Recorded data
=====

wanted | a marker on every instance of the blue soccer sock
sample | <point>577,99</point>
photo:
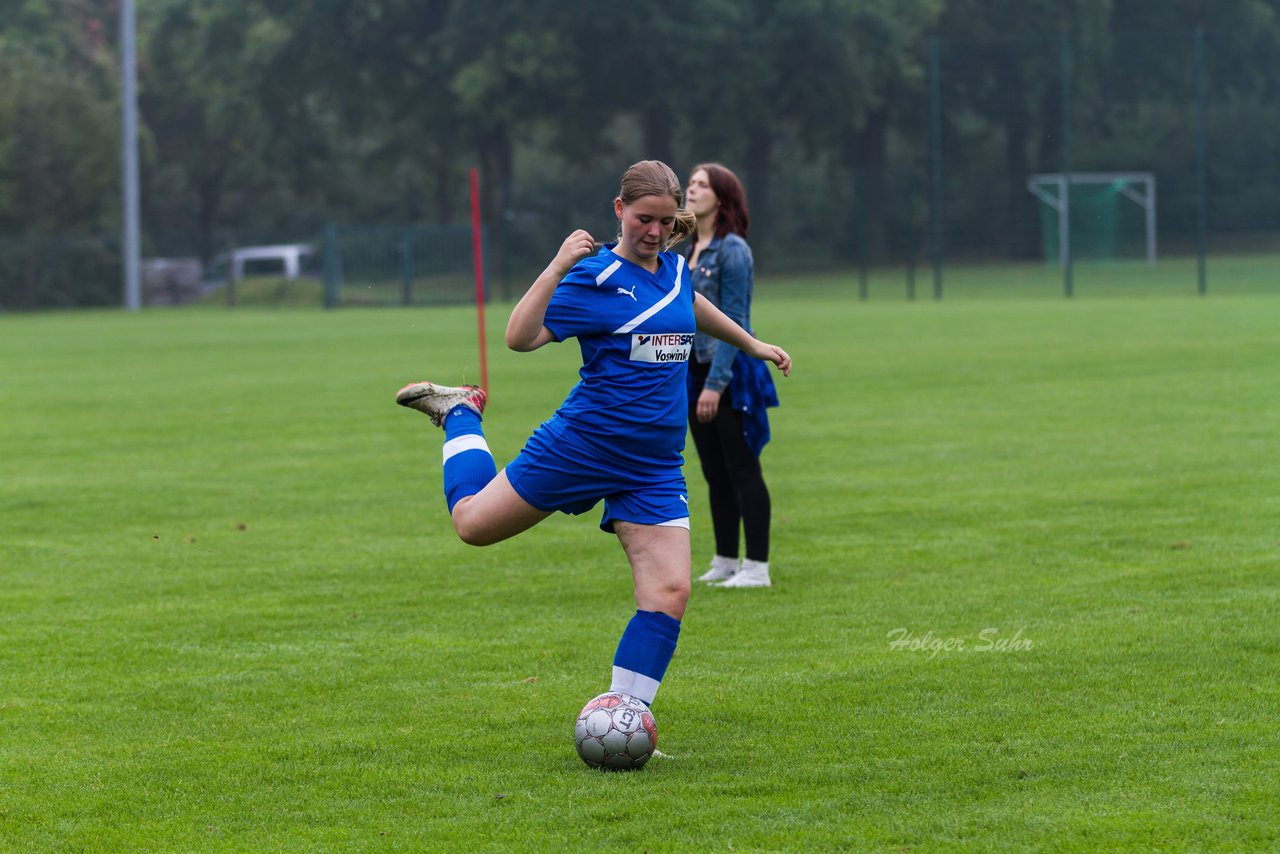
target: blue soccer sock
<point>645,649</point>
<point>467,461</point>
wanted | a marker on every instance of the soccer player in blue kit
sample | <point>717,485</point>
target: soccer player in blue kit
<point>620,434</point>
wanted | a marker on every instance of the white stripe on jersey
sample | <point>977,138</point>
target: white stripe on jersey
<point>658,306</point>
<point>609,270</point>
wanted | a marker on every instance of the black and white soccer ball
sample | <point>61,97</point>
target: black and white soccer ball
<point>616,731</point>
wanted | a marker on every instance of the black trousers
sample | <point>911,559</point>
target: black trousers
<point>739,498</point>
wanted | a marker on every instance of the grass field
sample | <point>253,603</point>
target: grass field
<point>1025,560</point>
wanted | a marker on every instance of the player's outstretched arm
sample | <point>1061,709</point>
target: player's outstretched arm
<point>525,329</point>
<point>717,324</point>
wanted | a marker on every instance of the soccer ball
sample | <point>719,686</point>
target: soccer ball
<point>615,731</point>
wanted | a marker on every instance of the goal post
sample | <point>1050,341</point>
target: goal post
<point>1084,214</point>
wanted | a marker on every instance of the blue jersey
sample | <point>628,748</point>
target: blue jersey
<point>635,329</point>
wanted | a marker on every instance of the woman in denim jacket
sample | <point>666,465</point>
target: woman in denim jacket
<point>727,389</point>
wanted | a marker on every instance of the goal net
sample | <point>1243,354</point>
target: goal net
<point>1106,215</point>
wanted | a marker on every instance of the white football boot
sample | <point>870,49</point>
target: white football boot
<point>435,401</point>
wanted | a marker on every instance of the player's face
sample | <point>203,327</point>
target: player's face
<point>699,196</point>
<point>647,225</point>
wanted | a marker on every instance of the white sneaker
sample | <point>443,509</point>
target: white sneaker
<point>754,574</point>
<point>722,567</point>
<point>435,401</point>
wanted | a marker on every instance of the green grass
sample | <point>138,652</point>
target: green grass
<point>233,615</point>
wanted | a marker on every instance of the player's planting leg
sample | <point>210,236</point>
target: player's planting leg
<point>659,563</point>
<point>643,656</point>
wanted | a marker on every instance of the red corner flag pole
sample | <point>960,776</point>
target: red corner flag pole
<point>478,261</point>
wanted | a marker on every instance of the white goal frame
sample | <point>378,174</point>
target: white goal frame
<point>1139,188</point>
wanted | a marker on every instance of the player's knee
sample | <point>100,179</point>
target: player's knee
<point>675,596</point>
<point>470,533</point>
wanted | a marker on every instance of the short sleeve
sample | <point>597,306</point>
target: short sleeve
<point>574,309</point>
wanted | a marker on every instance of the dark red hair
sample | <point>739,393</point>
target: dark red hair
<point>732,217</point>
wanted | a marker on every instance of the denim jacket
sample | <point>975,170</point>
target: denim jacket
<point>723,275</point>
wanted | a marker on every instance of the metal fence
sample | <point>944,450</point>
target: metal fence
<point>950,181</point>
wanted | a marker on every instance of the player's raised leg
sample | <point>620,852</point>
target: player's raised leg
<point>484,507</point>
<point>659,565</point>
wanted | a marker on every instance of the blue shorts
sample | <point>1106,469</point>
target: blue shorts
<point>554,473</point>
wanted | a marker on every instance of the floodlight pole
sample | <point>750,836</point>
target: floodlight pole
<point>1064,242</point>
<point>129,156</point>
<point>1201,170</point>
<point>936,161</point>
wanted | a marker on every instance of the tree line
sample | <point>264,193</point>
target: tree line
<point>272,118</point>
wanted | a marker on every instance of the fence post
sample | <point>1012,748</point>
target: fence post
<point>407,265</point>
<point>936,151</point>
<point>332,278</point>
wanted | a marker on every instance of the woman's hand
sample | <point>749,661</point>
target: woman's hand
<point>776,355</point>
<point>708,405</point>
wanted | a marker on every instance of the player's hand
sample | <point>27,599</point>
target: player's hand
<point>777,356</point>
<point>576,246</point>
<point>708,405</point>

=====

Copy the records word for word, leaving no picture in the copy.

[Response below]
wanted | a marker on every instance of the blue soccer sock
sample | <point>577,99</point>
photo:
target: blue soccer sock
<point>645,649</point>
<point>467,461</point>
wanted | a marker on every instance of the soccer player in blue kit
sample | <point>717,485</point>
target: soccer player in blue kit
<point>620,434</point>
wanted | a marker on every instance of the white stripe on jersey
sample | <point>977,138</point>
target: white stripe on jersey
<point>658,306</point>
<point>609,270</point>
wanted | a marker on every instance of the black and white soccer ball
sample | <point>61,97</point>
target: black and white soccer ball
<point>616,731</point>
wanted | a marker on every instance of the black trousers
sample | <point>911,559</point>
target: black trousers
<point>739,498</point>
wanted | a marker on every instance of the grass field
sample | <point>253,603</point>
target: grass field
<point>1025,560</point>
wanted | a marker on every instance of the player's outstretched arm
sample | <point>1061,709</point>
target: player's outstretched arm
<point>525,329</point>
<point>717,324</point>
wanted | a marker on every instance of the soccer ball
sample | <point>719,686</point>
target: soccer ball
<point>615,731</point>
wanted | a marker on every instance of the goal post
sample | <point>1050,341</point>
target: goal post
<point>1084,214</point>
wanted | a marker on every instance of the blue jersey
sample | <point>628,748</point>
target: blue jersey
<point>635,329</point>
wanted | a marker on every instance of the woman in denim jacket
sample | <point>666,465</point>
target: woman in denim jacket
<point>727,389</point>
wanted | a marker on every instance of the goal net
sample | <point>1243,354</point>
target: goal net
<point>1106,215</point>
wanted | a marker on every instance of the white football boot
sample | <point>870,49</point>
target: white football boot
<point>435,401</point>
wanted | a marker on every instance of the player's face
sample | <point>203,327</point>
target: player's face
<point>699,196</point>
<point>647,225</point>
wanted | a marker on every instance of the white sneaker
sample | <point>443,509</point>
target: white sneaker
<point>754,574</point>
<point>722,567</point>
<point>435,401</point>
wanted | a marker on every instance of the green grass
sample | <point>138,652</point>
target: green grass
<point>233,615</point>
wanted | a marker on every instance of the player's planting leg
sample | <point>210,236</point>
target: player's planting leg
<point>659,563</point>
<point>643,656</point>
wanted | a marker on every instance of the red corner flag pole
sample | <point>960,776</point>
target: red corner flag pole
<point>478,261</point>
wanted | a marker on every instance of the white goal frame
sample | <point>378,174</point>
target: white goal frame
<point>1139,188</point>
wanted | a marker on every instance of the player's knee
sample | <point>100,179</point>
target: player's knee
<point>675,596</point>
<point>470,533</point>
wanted | a marker on every instance of the short sleeve
sample | <point>597,306</point>
target: short sleeve
<point>574,309</point>
wanted | a marker on every instance of the dark red hair
sample | <point>739,393</point>
target: dark red hair
<point>732,217</point>
wanted | a marker on every instance of the denim jacket
sample | <point>975,170</point>
target: denim jacket
<point>723,275</point>
wanted | a marker on every instance of the metal fence
sample | <point>944,450</point>
target: metal fence
<point>950,181</point>
wanted | a marker on every instance of the player's raised leg
sample | <point>620,852</point>
target: player's raised leg
<point>484,507</point>
<point>659,565</point>
wanted | a marker on every instance of the blue shorts
sample | <point>1106,469</point>
target: blue shorts
<point>554,473</point>
wanted | a marker on every instance of the floodlight pole
sample | <point>750,836</point>
target: floodlight pole
<point>1064,242</point>
<point>129,156</point>
<point>1201,170</point>
<point>936,161</point>
wanted | a marker on every instance of the tree line
sample | <point>264,193</point>
target: tree line
<point>272,118</point>
wanted | a marker on every instance of the fence post
sample | <point>1012,748</point>
target: fence post
<point>407,265</point>
<point>936,151</point>
<point>332,278</point>
wanted | a marker on every instance of the woman's hand
sample | <point>749,661</point>
target: woman's hand
<point>776,355</point>
<point>708,405</point>
wanted | a marker on every instance of the player's hand
sample | <point>27,599</point>
target: player's hand
<point>777,356</point>
<point>576,246</point>
<point>708,405</point>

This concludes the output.